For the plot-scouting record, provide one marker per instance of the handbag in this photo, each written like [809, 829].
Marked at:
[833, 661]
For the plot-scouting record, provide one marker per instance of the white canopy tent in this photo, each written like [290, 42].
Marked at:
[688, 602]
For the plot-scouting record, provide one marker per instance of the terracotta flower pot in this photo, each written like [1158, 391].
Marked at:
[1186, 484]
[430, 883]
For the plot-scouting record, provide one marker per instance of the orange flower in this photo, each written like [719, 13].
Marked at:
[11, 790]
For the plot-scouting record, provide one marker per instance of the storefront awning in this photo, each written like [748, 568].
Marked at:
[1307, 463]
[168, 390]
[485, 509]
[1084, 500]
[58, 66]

_Task description_.
Look above for the line that holds "like [290, 42].", then copy it and each line after it exactly, through the last line of the data.

_Task response_.
For the plot-scouting record, provide one marker per instance of the white canopy tent in this photo, each written like [290, 42].
Marked at:
[688, 602]
For the plot-scouting record, provide one marker per instance of the terracotta flower pot in this photo, each written like [1158, 391].
Marked at:
[1186, 484]
[430, 883]
For the plot-scouting record, provide one marker per instance of the orange flower in this photo, each written like [719, 13].
Marked at:
[11, 790]
For the plot-scouting record, provide one marker per instance of the storefront awning in this photo, each written like [748, 568].
Marked at:
[1307, 463]
[168, 390]
[485, 509]
[1084, 500]
[58, 66]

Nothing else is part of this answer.